## Document extract
Additionally, mixing fuel in the oil reduces the ability of the oil to
lubricate the
moving parts. For these reasons, conventional two-stroke engines ran dirtier
and
were less durable than four-stroke engines. For example, a two-stroke engine
for
a snowmobile typically required a top end rebuild after about 6,000 to 8,000
miles of usage.
Subsequent improvements to two-stroke engines included the addition of
an oil pump to supply the oil so that it no longer needed to be pre-mixed with
the
fuel, semi-direct injection of the fuel at a transfer port, and direct
injection of the
fuel into the combustion chamber. In all of these engines, however,
lubricating
oil was still able to reach the combustion chamber, where it would burn,
eventually fouling the engine parts and being expelled to pollute the
environment.

## Entries shown
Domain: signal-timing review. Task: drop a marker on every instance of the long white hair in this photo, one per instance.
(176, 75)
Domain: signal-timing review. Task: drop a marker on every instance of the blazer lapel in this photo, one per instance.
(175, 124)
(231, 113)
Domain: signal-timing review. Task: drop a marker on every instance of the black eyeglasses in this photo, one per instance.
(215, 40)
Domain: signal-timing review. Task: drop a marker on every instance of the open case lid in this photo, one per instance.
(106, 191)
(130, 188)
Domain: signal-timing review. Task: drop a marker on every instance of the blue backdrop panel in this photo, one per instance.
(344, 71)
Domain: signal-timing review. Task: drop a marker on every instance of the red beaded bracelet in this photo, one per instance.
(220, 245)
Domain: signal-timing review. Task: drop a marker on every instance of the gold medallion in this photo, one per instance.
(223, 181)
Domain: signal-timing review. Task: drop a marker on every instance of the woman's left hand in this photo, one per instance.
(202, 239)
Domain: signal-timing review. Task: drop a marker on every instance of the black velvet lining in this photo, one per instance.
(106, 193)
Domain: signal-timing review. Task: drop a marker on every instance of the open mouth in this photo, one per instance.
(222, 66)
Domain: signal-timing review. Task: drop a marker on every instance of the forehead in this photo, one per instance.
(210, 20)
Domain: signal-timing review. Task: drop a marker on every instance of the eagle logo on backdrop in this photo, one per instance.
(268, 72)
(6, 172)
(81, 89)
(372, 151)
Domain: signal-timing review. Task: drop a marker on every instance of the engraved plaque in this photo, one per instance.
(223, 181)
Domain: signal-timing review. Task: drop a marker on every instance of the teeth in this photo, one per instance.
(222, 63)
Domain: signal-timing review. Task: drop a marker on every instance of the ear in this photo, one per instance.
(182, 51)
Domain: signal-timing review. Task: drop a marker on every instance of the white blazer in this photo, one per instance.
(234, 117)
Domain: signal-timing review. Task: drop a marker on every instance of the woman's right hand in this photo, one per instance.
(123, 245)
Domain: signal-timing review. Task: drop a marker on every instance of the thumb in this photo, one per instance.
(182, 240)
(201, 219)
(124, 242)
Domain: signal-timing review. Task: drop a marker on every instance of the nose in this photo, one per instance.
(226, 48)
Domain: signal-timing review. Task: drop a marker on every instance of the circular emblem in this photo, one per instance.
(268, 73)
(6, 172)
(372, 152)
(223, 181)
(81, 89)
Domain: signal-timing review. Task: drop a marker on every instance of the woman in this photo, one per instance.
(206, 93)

## Work to complete
Can you carry on the passage about two-stroke engines above, starting after its final sentence?

## Output for this task
U.S. Patent No. 4,672,931 discloses a lubrication system for a two-stroke
engine with inlet and outlet oil ports in the cylinder for providing
lubricating oil
to lubricate the piston during operation of the two-stroke engine. The
lubricating
oil is provided to a scraper ring having an I-shaped cross section and seated
in a
groove in the lower portion of the piston. A hole in the scraper ring allows
fluid
communication between the portion of oil between the ring and the cylinder and
the portion of oil between the ring and the piston. The lubrication system
supplies oil only to an outer portion of the piston and a portion of the
cylinder.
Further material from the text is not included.